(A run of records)

_ _ _ _ _ _ _

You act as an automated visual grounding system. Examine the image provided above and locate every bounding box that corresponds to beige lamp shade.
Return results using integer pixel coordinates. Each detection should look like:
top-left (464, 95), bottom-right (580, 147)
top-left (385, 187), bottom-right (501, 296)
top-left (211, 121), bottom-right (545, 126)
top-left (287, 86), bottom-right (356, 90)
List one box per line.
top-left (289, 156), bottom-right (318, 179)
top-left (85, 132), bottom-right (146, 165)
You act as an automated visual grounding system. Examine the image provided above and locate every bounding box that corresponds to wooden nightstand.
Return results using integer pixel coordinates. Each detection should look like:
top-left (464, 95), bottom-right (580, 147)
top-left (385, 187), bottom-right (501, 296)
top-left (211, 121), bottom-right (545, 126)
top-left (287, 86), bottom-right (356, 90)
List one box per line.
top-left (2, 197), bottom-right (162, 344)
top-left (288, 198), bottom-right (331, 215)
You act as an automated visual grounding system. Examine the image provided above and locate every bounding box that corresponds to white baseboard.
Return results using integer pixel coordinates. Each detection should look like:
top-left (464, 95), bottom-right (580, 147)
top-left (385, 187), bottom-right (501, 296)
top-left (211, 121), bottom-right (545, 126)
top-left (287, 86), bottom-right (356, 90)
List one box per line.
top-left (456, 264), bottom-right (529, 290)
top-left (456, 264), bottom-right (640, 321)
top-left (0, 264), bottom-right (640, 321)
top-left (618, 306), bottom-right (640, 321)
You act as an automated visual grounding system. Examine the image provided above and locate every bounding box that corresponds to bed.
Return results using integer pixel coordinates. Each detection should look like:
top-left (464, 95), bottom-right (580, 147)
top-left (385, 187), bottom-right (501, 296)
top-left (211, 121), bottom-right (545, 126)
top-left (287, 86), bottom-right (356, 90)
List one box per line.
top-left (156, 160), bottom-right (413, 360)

_ _ _ _ _ _ _

> [Problem description]:
Swap "visual grounding system" for "object detection tool" throughout the items above, and write the lines out again with everything else unchanged.

> [Answer below]:
You act as an automated object detection tool. Examine the image provided above and locate every bounding box that corresponds to beige lamp shade.
Return results using integer pixel coordinates. Each detection should look like:
top-left (464, 95), bottom-right (580, 147)
top-left (385, 187), bottom-right (501, 296)
top-left (211, 121), bottom-right (545, 126)
top-left (287, 86), bottom-right (356, 90)
List one box per line.
top-left (289, 156), bottom-right (318, 179)
top-left (85, 132), bottom-right (146, 165)
You act as an automated object detection tool. Examine the image provided above and locate every bounding box that corresponds to wooden nightstand.
Return results using integer pixel coordinates. Each detection should look like:
top-left (464, 95), bottom-right (580, 147)
top-left (385, 187), bottom-right (501, 296)
top-left (211, 121), bottom-right (545, 126)
top-left (287, 86), bottom-right (356, 90)
List one box per line.
top-left (2, 197), bottom-right (162, 344)
top-left (288, 198), bottom-right (331, 215)
You act as an automated object detection tool. Examine the image provided above and locate every bounding box that corresponds to white baseboard.
Return results using integer pixel coordinates. Each detection should look like:
top-left (464, 95), bottom-right (580, 147)
top-left (385, 187), bottom-right (501, 296)
top-left (211, 121), bottom-right (545, 126)
top-left (287, 86), bottom-right (356, 90)
List one box per line.
top-left (456, 264), bottom-right (529, 290)
top-left (456, 264), bottom-right (640, 321)
top-left (0, 264), bottom-right (640, 321)
top-left (618, 306), bottom-right (640, 321)
You act as an automated object detection tool. Examine the image provided above and locate every bounding box that corresponds to bed.
Return results using integer pixel coordinates. Each detection should look like:
top-left (464, 95), bottom-right (580, 147)
top-left (385, 187), bottom-right (501, 296)
top-left (211, 121), bottom-right (545, 126)
top-left (287, 86), bottom-right (356, 90)
List one box per line.
top-left (156, 160), bottom-right (413, 360)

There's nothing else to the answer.